■ O que fazer:
**1)** Reescreva de forma mais concisa o parágrafo da entrevista que começa por «Sim. Com este novo disco» e preserve os factos principais.
**2)** De acordo com a entrevista, sobre que temas é a música «Abismo»?
**3)** Transcreva da entrevista o trecho que vai de «Uma tensão entre» até «de ti próprio?», inclusive.

----- Página

Exato. Estão lá as duas coisas ao mesmo tempo. Era um enfrentar da história, pensando sobre as caravelas e o passado, mas também era eu no meu apartamento com as borboletas da noite a chamarem-me e eu a dizer que “não me levam hoje”. 

Uma tensão entre querer falar para fora e falar também a partir de dentro.

Sim. Com este novo disco eu queria resolver esse problema da primeira pessoa do singular. Queria falar muito no plural e todos os vídeos refletiram isso. O “Preço Certo” é sobre mim, mas também sobre todas aquelas 300 pessoas que estão no vídeo. No “Marcha Bonita” sou eu a querer ter essa representação espontânea e natural da cidade, seguindo o que as pessoas estavam a fazer naquele dia. Eu queria passar para o plural e acho que consegui fazer isso. Todas as marchas do disco são um retrato quase em aguarela da cidade. Sinto que consegui desbloquear isso e que agora, com a música “Abismo ”, na versão 2.0 do novo disco, já pude partir completamente para a ficção.  

A autoficção é uma possibilidade no futuro? Ou até o recurso a outras personagens, a outras histórias mais distantes de ti próprio?

Sim. Na “Abismo”, o que tenho na cabeça é quase um livro do J. G. Ballard, uma ficção científica onde tudo dá merda. Para mim, essa música é sobre a catástrofe climática, quase sobre a queda do ocidente, e sobre violência urbana. É claramente uma pintura, um filme, uma coisa ficcional em que eu estava a querer criar uma situação, e não apenas a descrever. Há um mínimo de autobiografia, mas é mesmo um retrato de alguém que está num hotel à beira de uma piscina, a ouvir uma bossa nova, que é uma música que já tem ali um perigo e uma tensão, e de repente atravessa-se um carro com metralhadoras. Gosto que as coisas possam ser bonitas e simples e ao mesmo tempo tensas e apocalípticas. Para mim, o quadro é mesmo esse, estar um senhor de meia-idade numa piscina a beber uma caipirinha, na sua decadência urbana de um homem branco de meia-idade ocidental, e de repente entra sobre o hotel o caos, um carro cheio de metralhadoras e aos berros. 

Essa música é quase um regresso a um certo catastrofismo que estava nas tuas primeiras músicas, como a “Tomada” ou a “Terra Treme”.

----------
----- Dados do conjunto

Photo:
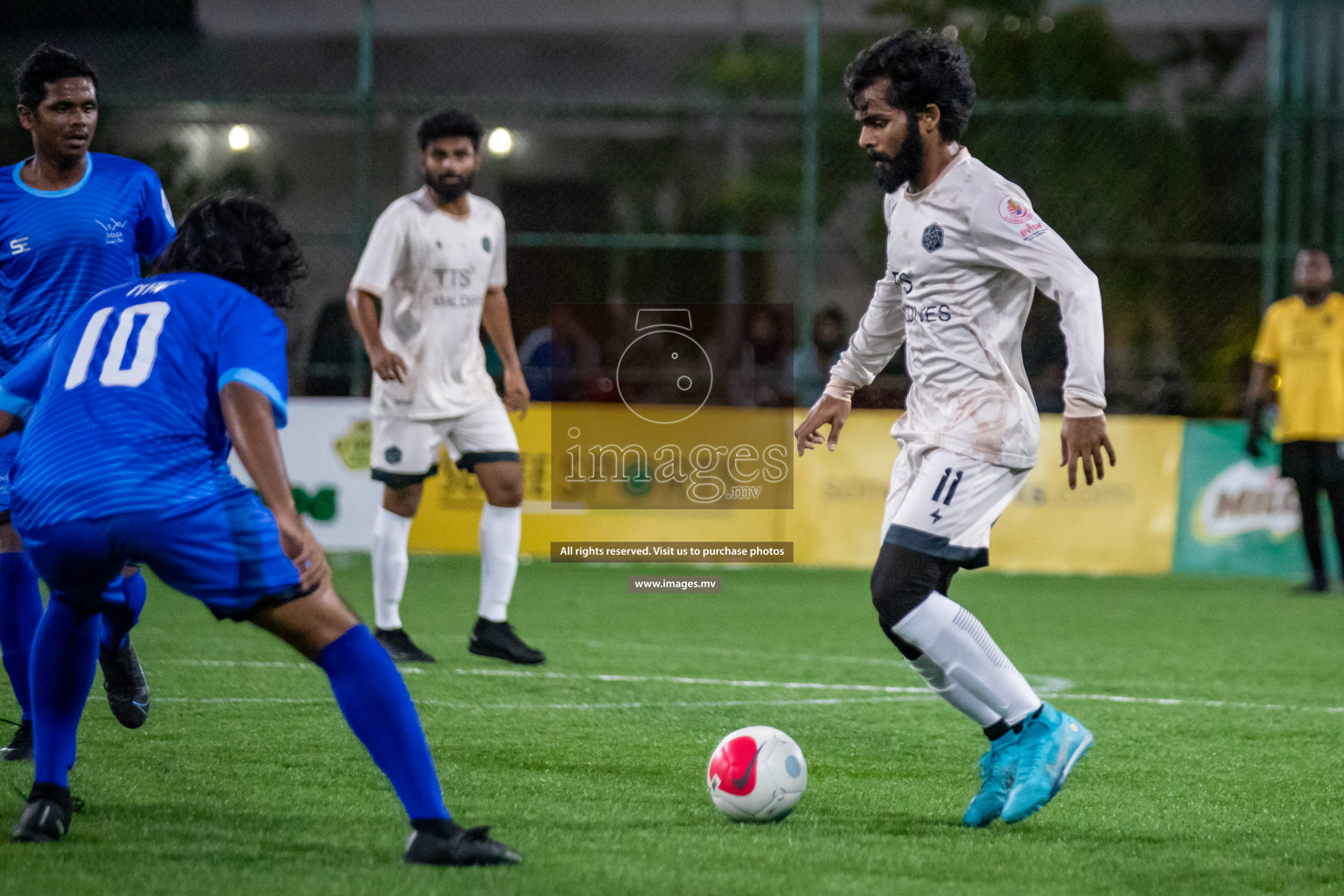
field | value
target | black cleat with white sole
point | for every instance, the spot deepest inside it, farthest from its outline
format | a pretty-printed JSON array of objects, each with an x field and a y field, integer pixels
[
  {"x": 399, "y": 647},
  {"x": 46, "y": 818},
  {"x": 499, "y": 640},
  {"x": 20, "y": 747},
  {"x": 128, "y": 692},
  {"x": 438, "y": 841}
]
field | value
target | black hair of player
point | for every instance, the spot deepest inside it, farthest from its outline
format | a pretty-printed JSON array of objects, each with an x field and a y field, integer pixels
[
  {"x": 452, "y": 122},
  {"x": 924, "y": 69},
  {"x": 47, "y": 65},
  {"x": 240, "y": 240}
]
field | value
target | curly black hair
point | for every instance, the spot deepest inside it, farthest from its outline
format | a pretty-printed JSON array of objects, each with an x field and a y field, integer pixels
[
  {"x": 47, "y": 65},
  {"x": 452, "y": 122},
  {"x": 924, "y": 69},
  {"x": 240, "y": 240}
]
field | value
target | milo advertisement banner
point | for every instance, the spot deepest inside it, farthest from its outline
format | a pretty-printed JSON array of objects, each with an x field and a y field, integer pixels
[{"x": 1236, "y": 514}]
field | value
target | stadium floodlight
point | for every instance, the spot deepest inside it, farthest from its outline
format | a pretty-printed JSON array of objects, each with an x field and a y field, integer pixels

----------

■ Respostas por tarefa:
**1)** Com o novo disco, quis resolver o problema da primeira pessoa do singular e falar no plural, e os vídeos refletiram isso. «Preço Certo» é sobre mim e também sobre as 300 pessoas que aparecem no vídeo. «Marcha Bonita» procura uma representação espontânea e natural da cidade, seguindo o que as pessoas faziam naquele dia. As marchas do disco são um retrato quase em aguarela da cidade. Depois de desbloquear isso, pude partir completamente para a ficção com «Abismo», na versão 2.0 do disco.

**2)** É sobre a catástrofe climática, quase sobre a queda do ocidente, e sobre violência urbana.

**3)**
Uma tensão entre querer falar para fora e falar também a partir de dentro.

Sim. Com este novo disco eu queria resolver esse problema da primeira pessoa do singular. Queria falar muito no plural e todos os vídeos refletiram isso. O “Preço Certo” é sobre mim, mas também sobre todas aquelas 300 pessoas que estão no vídeo. No “Marcha Bonita” sou eu a querer ter essa representação espontânea e natural da cidade, seguindo o que as pessoas estavam a fazer naquele dia. Eu queria passar para o plural e acho que consegui fazer isso. Todas as marchas do disco são um retrato quase em aguarela da cidade. Sinto que consegui desbloquear isso e que agora, com a música “Abismo ”, na versão 2.0 do novo disco, já pude partir completamente para a ficção.  

A autoficção é uma possibilidade no futuro? Ou até o recurso a outras personagens, a outras histórias mais distantes de ti próprio?